■ **Written task**: Quote all of the data below exactly, please.

■ **Listing**:
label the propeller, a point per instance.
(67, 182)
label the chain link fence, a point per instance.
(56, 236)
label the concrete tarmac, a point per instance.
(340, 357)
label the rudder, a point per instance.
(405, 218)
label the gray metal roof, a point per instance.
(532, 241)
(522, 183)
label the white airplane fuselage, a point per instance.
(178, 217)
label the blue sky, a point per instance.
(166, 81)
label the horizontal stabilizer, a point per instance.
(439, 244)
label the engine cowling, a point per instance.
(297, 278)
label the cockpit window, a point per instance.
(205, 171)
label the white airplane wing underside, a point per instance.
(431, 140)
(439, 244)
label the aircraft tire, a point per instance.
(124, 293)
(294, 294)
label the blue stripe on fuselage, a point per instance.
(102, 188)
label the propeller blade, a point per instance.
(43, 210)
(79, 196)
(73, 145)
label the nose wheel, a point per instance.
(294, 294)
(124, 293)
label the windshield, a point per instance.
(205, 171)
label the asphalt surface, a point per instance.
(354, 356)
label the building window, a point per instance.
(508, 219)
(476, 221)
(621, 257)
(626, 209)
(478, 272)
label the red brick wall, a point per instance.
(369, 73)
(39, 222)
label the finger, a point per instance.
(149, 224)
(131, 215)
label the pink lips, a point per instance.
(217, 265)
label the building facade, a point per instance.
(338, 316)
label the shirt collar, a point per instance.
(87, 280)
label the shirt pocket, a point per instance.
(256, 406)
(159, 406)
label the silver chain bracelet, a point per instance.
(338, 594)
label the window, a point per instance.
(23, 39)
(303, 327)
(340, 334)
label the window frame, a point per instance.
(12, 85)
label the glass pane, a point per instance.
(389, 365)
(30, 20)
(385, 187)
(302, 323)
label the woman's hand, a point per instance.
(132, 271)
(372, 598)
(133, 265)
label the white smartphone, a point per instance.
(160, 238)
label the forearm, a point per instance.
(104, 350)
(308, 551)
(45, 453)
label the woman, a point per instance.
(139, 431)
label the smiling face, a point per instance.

■ **Response**:
label the propeller, a point per instance.
(67, 182)
label the chain link fence, a point per instance.
(56, 236)
label the concrete tarmac, a point per instance.
(340, 357)
label the rudder, a point per instance.
(405, 218)
label the gray metal roof, a point per instance.
(532, 241)
(522, 183)
label the white airplane fuselage, a point per instance.
(178, 217)
label the blue sky, a point per instance.
(166, 81)
label the horizontal stabilizer, a point per instance.
(439, 244)
label the engine cowling, a point per instance.
(297, 278)
label the cockpit window, a point per instance.
(205, 171)
label the white airplane wing underside, a point per instance.
(431, 140)
(439, 244)
label the aircraft tire, a point per instance.
(124, 293)
(294, 294)
label the blue stripe on fuselage, a point per instance.
(102, 188)
label the propeller blade, a point per instance.
(43, 210)
(79, 196)
(73, 145)
label the nose wheel, a point per instance.
(294, 294)
(124, 293)
label the windshield, a point per instance.
(205, 171)
label the asphalt surface, a point per instance.
(354, 356)
label the building window, a point per instance.
(508, 219)
(476, 221)
(621, 257)
(626, 209)
(478, 272)
label the red brick wall, a point per instance.
(369, 73)
(39, 222)
label the finger, a point per instance.
(149, 224)
(131, 215)
label the pink lips, a point per instance.
(217, 265)
label the building facade, a point per instance.
(338, 316)
label the shirt collar, a point per instance.
(87, 280)
label the shirt pocket, a point per instance.
(256, 406)
(159, 406)
label the silver chain bracelet, a point per instance.
(338, 594)
label the window, a point per instance.
(23, 39)
(303, 327)
(340, 334)
label the window frame, a point per instance.
(12, 85)
label the glass pane, a point per instance.
(389, 365)
(30, 20)
(385, 187)
(302, 323)
label the woman's hand, a point per instance.
(132, 271)
(372, 598)
(133, 265)
label the white smartphone, a point per instance.
(160, 238)
label the forearm, a point per instance.
(104, 350)
(308, 551)
(45, 453)
label the woman, a point per instance.
(139, 431)
label the smiling face, a point per instance.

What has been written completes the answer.